▸ The problem: Which lines of the entries contain the string "patch"? Please find them and copy them.

▸ The input:
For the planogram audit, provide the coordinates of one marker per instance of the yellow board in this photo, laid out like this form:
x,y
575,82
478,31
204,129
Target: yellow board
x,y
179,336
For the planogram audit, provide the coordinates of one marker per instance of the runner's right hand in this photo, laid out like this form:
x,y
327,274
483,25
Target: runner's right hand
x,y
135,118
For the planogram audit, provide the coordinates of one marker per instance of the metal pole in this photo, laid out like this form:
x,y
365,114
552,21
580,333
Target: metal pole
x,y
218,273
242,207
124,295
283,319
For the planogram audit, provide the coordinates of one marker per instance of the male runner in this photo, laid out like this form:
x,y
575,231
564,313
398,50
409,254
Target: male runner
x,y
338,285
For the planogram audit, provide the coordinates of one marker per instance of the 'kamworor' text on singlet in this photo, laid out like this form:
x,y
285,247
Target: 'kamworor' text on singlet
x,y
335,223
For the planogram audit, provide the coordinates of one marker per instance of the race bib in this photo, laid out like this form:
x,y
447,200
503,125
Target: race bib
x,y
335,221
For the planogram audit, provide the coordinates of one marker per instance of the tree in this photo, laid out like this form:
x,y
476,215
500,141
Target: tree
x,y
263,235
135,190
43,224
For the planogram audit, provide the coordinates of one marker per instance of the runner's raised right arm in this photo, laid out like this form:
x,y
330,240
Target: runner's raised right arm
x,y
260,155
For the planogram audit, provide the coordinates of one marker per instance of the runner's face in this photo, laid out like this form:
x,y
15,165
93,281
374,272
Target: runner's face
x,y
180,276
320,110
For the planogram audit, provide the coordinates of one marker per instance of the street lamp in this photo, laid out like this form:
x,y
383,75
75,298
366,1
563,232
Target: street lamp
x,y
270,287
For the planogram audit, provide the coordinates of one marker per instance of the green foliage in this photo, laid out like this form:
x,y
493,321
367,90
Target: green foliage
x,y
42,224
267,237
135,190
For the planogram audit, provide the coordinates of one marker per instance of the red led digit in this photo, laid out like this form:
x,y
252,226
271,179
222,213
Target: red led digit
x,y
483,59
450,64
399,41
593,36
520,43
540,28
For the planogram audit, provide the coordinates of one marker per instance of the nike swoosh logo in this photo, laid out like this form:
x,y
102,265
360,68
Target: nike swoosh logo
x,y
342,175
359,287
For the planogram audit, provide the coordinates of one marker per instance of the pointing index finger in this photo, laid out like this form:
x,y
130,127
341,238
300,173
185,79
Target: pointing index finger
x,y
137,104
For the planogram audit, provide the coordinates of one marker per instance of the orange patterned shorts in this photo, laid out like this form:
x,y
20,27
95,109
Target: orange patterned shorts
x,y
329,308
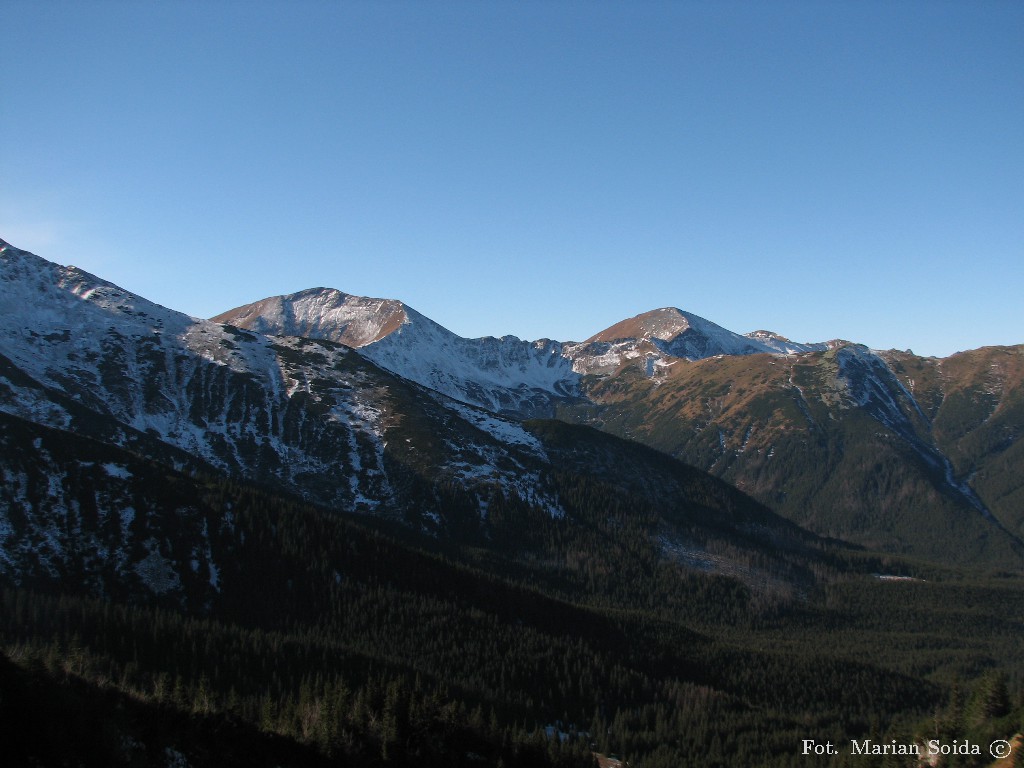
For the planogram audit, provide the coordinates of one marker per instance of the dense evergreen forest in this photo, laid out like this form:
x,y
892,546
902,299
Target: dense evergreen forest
x,y
308,637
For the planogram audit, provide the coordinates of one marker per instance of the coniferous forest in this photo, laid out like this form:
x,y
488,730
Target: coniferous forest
x,y
326,638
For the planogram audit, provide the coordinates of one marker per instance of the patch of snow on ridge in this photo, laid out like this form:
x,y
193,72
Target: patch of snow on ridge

▸ Exercise answer:
For the planogram audit, provide the coordinates of one marker per instance of the patch of snow on ridge in this photo, laid out like this form:
Target: patch of snow on ridge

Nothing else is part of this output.